[Pointing records]
* Begin *

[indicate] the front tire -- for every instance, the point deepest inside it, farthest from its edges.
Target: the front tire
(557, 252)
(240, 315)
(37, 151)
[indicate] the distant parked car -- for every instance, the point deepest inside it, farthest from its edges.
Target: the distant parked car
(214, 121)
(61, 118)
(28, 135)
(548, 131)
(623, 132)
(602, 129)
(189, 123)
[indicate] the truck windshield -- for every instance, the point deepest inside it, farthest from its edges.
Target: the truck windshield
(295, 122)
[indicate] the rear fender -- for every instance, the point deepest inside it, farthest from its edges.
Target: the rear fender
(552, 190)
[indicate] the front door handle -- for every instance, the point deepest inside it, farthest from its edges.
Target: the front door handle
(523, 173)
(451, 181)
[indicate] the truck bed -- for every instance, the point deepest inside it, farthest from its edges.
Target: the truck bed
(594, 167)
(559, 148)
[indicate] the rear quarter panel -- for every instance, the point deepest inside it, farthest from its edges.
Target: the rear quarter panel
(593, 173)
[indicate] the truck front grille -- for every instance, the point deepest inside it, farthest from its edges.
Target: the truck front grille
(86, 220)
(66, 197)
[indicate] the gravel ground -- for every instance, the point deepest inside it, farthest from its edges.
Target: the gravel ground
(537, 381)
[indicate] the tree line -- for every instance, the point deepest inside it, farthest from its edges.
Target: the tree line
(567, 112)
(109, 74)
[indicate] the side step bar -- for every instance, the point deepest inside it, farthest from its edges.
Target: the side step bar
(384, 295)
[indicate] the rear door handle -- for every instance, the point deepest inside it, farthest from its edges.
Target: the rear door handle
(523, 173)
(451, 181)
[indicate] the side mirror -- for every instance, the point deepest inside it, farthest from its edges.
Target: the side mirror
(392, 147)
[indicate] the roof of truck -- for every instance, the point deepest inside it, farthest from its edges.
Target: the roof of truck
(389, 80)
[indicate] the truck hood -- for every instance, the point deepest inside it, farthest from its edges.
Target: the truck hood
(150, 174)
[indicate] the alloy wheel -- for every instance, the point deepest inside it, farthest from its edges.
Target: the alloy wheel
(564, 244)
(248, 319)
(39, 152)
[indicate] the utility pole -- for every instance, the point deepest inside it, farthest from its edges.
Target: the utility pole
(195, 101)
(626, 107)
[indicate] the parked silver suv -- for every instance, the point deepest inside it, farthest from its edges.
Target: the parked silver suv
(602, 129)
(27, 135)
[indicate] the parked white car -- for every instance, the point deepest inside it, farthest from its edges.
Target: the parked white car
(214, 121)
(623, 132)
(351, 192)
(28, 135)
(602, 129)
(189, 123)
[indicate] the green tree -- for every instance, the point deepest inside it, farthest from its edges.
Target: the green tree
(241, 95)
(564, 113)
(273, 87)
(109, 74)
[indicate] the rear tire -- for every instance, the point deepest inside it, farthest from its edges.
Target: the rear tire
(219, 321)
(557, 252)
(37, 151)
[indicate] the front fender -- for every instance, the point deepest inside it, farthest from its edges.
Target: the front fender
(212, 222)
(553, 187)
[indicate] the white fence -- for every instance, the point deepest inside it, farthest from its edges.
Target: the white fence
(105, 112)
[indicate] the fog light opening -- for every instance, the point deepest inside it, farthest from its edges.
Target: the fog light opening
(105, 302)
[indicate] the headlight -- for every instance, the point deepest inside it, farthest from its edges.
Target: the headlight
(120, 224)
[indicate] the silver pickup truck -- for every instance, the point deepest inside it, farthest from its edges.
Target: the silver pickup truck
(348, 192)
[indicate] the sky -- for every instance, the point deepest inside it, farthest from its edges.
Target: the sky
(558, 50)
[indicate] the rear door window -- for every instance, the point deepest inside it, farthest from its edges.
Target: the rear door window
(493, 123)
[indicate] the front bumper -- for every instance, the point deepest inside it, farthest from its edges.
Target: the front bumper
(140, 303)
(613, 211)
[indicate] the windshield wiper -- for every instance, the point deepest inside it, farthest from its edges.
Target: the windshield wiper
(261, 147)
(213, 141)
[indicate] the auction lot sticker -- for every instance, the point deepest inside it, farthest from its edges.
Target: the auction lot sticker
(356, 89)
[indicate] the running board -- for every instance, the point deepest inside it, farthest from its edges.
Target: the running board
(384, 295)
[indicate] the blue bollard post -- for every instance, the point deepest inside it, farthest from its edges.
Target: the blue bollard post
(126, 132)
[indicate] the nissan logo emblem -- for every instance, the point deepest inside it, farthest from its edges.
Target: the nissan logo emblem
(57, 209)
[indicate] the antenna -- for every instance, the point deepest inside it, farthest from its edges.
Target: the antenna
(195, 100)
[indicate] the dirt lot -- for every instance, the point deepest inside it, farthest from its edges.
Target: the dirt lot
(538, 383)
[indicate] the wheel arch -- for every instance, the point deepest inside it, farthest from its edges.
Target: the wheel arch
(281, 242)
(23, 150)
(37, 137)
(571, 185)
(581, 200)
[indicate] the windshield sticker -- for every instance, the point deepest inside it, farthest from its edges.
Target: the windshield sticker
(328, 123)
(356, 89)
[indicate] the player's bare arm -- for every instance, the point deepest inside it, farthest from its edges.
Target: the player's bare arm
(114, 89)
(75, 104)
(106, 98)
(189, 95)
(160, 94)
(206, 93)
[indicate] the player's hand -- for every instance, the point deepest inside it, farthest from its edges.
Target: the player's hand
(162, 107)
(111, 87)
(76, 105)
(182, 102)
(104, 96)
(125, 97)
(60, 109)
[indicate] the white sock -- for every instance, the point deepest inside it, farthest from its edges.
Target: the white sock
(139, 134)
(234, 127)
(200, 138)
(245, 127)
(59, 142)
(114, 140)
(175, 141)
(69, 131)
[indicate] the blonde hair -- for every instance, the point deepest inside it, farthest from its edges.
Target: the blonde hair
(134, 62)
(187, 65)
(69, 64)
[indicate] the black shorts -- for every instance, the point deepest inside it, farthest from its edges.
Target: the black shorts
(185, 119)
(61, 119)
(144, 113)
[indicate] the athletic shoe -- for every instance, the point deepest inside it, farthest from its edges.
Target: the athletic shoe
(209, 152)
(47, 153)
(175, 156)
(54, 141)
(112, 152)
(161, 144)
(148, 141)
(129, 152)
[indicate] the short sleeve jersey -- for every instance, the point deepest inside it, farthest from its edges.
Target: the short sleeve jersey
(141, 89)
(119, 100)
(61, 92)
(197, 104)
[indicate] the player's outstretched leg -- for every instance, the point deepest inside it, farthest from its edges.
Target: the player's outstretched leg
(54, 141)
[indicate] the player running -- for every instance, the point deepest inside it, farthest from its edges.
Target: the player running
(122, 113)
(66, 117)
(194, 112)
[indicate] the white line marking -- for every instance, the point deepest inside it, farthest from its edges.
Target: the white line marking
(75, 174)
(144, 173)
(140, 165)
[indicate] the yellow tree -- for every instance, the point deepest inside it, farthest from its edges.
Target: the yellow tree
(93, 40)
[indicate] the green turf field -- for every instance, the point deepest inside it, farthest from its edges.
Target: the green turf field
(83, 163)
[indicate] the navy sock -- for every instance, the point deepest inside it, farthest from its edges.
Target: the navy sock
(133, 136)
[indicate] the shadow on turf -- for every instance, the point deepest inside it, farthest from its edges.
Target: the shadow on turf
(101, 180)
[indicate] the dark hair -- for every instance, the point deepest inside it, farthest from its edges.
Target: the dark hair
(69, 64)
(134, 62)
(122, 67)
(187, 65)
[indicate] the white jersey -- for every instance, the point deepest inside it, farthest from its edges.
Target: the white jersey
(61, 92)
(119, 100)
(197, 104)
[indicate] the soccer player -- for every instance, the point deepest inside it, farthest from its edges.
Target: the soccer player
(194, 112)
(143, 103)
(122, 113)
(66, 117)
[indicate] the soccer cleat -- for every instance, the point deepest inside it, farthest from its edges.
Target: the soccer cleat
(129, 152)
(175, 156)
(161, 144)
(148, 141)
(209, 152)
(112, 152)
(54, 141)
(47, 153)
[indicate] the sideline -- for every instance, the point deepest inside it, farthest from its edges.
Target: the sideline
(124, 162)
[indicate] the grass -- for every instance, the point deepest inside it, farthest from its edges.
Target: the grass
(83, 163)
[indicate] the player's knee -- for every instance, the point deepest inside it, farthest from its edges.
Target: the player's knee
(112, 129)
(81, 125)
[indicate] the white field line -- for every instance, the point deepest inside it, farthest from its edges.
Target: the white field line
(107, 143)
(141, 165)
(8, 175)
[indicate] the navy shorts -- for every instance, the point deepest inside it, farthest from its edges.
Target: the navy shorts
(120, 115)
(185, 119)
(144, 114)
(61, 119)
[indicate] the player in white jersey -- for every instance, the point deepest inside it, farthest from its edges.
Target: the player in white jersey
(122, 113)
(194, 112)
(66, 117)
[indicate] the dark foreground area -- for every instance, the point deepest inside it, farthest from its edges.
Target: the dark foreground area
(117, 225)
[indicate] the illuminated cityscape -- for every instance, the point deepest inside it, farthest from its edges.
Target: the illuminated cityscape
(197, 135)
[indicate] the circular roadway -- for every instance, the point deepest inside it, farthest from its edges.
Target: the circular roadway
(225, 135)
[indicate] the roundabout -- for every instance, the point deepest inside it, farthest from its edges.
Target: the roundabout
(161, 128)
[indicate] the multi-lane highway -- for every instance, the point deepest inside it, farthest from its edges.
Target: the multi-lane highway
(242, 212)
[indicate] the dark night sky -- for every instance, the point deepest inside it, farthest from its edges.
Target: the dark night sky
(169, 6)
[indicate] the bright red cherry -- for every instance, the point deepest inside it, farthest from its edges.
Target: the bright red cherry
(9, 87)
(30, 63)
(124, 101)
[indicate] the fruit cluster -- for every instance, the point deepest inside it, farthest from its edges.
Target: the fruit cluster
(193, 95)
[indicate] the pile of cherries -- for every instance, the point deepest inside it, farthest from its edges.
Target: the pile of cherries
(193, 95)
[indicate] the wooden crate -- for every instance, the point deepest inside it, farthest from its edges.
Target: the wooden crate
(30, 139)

* End *

■ **Exercise instructions**
What needs duplicating is the run of lines from the one containing "[indicate] the bright" through the last line of the entries above, exact and complete.

■ **Finished exercise**
[indicate] the bright red cherry -- for every instance, the point deepest inside it, farthest from its edges.
Target: the bright red cherry
(9, 87)
(30, 63)
(124, 101)
[indicate] the fruit cluster -- for every instance, the point deepest inside it, farthest from its edges.
Target: the fruit cluster
(193, 95)
[indicate] the pile of cherries -- for every instance, the point deepest inside it, farthest from its edges.
Target: the pile of cherries
(193, 95)
[indicate] the wooden crate -- for every instance, the point deepest inside it, farthest from its edges.
Target: the wooden crate
(30, 139)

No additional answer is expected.